---------- PASSAGE PROVIDED

A Texas Democrat judge faces harsh criticism for shutting down his courtroom for one day to protest the confirmation of Brett Kavanaugh to the U.S. Supreme Court, halting justice for more than 130 cases.
On Monday, October 8, Travis County County Court-at-Law No. 3 Judge John Lipscombe refused to hear any cases and, instead, protested Kavanaugh’s confirmation which took place two days earlier. In doing so, the judge halted justice for 137 cases scheduled to be heard in his courtroom. It also cost Travis County taxpayers $58,000, the daily cost to run a courtroom, according to the Austin American-Statesman.
Lipscombe said he felt the need to do something, calling Kavanaugh’s confirmation a “big step backwards for the country.” KVUE tweeted that the judge also taped black funeral bunting over the exterior of the double doors to his closed courtroom.
County Court at Law 3 Judge, @JohnLipscombe, draped funeral bunting over his door and shut down his court today as a form of “silent protest.” He says he felt the need to something after Kavanaugh’s confirmation, calling it a big step backwards for the country. @kvue pic.twitter.com/96OnrtxsHI
— Jenni Lee (@JenniL_KVUE) October 8, 2018
Defense Attorney Sidney Williams said he received a text from Lipscombe on October 7. In it, Lipscombe said his courtroom would be closed on October 8, to honor “survivors.” Williams thought he meant breast cancer survivors since October is Breast Cancer Awareness month.

--------------------
---------- INFORMATION SUPPLIED

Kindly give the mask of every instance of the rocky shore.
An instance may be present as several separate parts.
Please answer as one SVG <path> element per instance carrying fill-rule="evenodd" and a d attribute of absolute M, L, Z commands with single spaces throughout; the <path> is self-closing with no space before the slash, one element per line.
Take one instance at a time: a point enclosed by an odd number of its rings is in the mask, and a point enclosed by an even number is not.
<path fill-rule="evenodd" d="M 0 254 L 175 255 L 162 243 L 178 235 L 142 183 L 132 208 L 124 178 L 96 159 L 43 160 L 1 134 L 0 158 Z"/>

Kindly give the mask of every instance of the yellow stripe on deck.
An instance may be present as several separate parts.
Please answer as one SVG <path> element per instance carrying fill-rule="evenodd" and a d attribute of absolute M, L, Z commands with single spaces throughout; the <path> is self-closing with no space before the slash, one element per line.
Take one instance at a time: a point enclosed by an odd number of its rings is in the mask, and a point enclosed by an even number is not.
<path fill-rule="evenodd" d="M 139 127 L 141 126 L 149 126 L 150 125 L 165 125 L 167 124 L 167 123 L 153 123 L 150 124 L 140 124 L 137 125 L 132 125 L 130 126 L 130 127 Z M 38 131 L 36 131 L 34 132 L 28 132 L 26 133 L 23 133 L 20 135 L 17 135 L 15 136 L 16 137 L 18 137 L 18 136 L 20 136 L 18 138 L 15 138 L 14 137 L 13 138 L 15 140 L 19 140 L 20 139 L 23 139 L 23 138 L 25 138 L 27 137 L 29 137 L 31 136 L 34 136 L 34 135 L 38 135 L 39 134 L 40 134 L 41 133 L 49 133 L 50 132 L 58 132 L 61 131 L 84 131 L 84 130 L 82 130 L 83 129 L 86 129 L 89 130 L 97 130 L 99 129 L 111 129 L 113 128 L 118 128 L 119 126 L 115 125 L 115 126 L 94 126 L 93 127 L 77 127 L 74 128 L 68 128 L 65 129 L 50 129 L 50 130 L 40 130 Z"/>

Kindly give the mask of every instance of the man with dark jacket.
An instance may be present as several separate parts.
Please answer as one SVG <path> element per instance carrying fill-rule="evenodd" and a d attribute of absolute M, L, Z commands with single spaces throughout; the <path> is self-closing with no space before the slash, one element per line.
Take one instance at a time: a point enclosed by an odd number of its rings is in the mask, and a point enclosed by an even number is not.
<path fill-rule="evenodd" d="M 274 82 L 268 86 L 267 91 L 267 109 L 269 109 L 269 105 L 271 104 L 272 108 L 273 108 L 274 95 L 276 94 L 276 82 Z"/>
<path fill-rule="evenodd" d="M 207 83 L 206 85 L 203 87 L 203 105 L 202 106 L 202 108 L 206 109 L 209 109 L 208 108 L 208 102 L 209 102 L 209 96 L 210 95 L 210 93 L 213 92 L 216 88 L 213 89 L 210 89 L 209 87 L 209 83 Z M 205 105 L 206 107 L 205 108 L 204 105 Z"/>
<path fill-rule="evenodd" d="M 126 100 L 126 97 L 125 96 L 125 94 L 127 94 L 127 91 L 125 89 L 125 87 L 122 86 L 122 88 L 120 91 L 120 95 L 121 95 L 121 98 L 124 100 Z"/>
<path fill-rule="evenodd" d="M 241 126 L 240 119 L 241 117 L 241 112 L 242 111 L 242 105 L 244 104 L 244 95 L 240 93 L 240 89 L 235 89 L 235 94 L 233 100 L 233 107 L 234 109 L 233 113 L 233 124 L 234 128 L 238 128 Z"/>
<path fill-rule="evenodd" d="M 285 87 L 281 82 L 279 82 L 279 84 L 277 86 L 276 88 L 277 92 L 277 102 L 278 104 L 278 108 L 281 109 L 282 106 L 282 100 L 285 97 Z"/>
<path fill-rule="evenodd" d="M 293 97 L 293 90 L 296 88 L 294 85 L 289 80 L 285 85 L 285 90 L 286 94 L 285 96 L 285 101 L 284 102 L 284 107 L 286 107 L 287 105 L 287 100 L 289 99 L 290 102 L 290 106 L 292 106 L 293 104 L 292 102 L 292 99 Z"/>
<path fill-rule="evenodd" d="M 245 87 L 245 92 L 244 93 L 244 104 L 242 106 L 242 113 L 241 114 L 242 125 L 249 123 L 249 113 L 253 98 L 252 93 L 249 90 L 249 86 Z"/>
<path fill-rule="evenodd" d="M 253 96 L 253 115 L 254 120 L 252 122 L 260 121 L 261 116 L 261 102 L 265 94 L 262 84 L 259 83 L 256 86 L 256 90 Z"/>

--------------------

## REQUIRED WORK
1: Answer these from the article on the Travis County judge:
(a) How many cases were scheduled to be heard in the closed courtroom?
(b) What did the judge tape over the exterior of his courtroom's double doors?
(c) Which survivors did Sidney Williams think the judge's text referred to?
2: Summarize the article on the Travis County judge in two sentences.
3: Using the article on the Travis County judge, explain why Sidney Williams took the word "survivors" in Lipscombe's text to mean breast cancer survivors.
The items play no part in what comes next.

## TASK-BY-TASK OUTPUTS
1:
(a) 137 cases.
(b) Black funeral bunting.
(c) Breast cancer survivors.

2: On October 8, Travis County County Court-at-Law No. 3 Judge John Lipscombe shut down his courtroom to protest Brett Kavanaugh's confirmation to the U.S. Supreme Court, halting 137 cases and costing taxpayers $58,000. He called the confirmation a "big step backwards for the country" and taped black funeral bunting over his courtroom doors.

3: Williams made that assumption because October is Breast Cancer Awareness month. Lipscombe's October 7 text said only that the courtroom would close on October 8 to honor "survivors."